>>>>

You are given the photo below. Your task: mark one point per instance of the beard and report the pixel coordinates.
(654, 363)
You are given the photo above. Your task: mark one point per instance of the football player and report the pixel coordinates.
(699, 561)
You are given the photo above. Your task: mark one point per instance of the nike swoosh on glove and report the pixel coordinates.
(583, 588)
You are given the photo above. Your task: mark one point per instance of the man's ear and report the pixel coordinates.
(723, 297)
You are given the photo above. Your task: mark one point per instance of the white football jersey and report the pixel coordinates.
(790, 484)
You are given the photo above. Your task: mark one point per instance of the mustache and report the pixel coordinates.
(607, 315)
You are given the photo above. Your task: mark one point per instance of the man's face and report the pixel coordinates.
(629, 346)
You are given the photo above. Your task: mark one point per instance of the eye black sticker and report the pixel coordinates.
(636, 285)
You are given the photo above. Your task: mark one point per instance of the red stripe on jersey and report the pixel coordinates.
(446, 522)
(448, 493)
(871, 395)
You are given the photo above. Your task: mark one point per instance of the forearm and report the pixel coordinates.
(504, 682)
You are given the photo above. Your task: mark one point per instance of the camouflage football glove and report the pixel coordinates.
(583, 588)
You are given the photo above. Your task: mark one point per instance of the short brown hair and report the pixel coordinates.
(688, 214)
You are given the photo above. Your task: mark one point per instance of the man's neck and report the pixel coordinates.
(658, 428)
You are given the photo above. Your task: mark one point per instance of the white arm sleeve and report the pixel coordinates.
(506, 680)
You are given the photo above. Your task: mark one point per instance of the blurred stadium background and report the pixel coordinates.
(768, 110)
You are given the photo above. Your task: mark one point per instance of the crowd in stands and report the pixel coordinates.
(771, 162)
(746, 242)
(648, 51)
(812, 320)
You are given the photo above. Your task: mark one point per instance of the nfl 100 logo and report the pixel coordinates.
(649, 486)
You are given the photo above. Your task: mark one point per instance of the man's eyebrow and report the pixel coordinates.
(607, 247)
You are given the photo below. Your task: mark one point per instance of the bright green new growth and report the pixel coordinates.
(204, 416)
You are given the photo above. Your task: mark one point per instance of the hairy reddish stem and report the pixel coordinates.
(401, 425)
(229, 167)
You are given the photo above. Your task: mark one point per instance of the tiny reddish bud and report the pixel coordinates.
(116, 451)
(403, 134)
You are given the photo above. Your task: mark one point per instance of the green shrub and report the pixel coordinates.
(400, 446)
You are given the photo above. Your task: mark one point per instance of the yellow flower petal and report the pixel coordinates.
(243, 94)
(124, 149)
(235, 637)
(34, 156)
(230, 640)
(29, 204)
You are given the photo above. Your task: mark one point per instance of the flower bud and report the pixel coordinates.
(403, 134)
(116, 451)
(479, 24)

<<<<

• **WHAT IS EXPECTED**
Update all of the lines above by changing "pixel coordinates" to "x and y coordinates" wherever it occurs, and write them out again with everything else left as it is.

• **ANSWER**
You are given the photo below. Your task: mark one point per instance of the beard and report the x and y coordinates.
(654, 363)
You are given the photo above. Your task: mark one point per instance of the football player and report the x and y coordinates.
(699, 561)
You are given the photo above. Your task: mark one point per instance of the nike swoosh on glove and report the x and y coordinates.
(583, 588)
You are given the photo above. Your task: mark one point per instance of the man's ear and report the x and y coordinates.
(723, 297)
You are given the photo above. Your task: mark one point per instance of the white football jersey and report the x and y coordinates.
(790, 484)
You are given the photo above. Your task: mark one point per instance of the mustache and report the x and y coordinates.
(607, 315)
You are given the photo above. Your task: mark one point per instance of the man's face and report the x and y coordinates.
(629, 346)
You are given the photo above. Your task: mark one point per instance of the eye black sticker and report the x and y coordinates.
(636, 285)
You are given the photo above. Your task: mark one point per instance of the red stripe on jersey and report the x and y coordinates.
(446, 522)
(448, 493)
(871, 395)
You are given the photo above. Your task: mark one point per instance of the forearm and report the x and y coordinates.
(504, 682)
You are given the photo above. Your task: mark one point per instance of the camouflage football glove and report the x and y coordinates.
(583, 588)
You are given the photo above. Your task: mark one point per instance of the short brown hair and report the x and y coordinates.
(688, 214)
You are given the photo above. Your task: mark one point per instance of the man's neck and report the x and y coordinates.
(658, 428)
You are given the photo above. Your task: mark one point per instance of the white arm sleeve and report the x and y coordinates.
(506, 680)
You are given the photo above. Your task: mark one point per instance of the blurred stadium background and report the x and y coordinates.
(768, 110)
You are given the photo above. Your task: mark one point per instance of the crowd in stands and report the x and y coordinates.
(771, 162)
(746, 242)
(648, 51)
(812, 320)
You are given the photo above. Your task: mark one point per instance of the nfl 100 logo and report the x and y coordinates.
(649, 486)
You are given the photo above. Your task: mark one point per instance of the man's eyebrow and report the x and y coordinates.
(607, 247)
You are given the photo below. Your task: mark one point per instance of the bright green new growth and report the x and y coordinates.
(204, 416)
You are given the photo above. Your task: mark one point per instance of the hairy reddish stem and report the x and y coordinates.
(401, 425)
(229, 167)
You are given the photo above. Your task: mark one point per instance of the tiny reddish bud and report the x and y coordinates.
(116, 451)
(403, 134)
You are given the photo above. Your task: mark one point per instance of the green shrub and report the x and y coordinates.
(400, 446)
You are given the photo above. Your task: mark one point per instance of the yellow flower petal and report the x and y coordinates.
(243, 94)
(124, 149)
(235, 637)
(34, 156)
(230, 640)
(29, 204)
You are given the photo above. Your task: mark one point per instance of the flower bud and report the x and y coordinates.
(403, 134)
(116, 451)
(479, 24)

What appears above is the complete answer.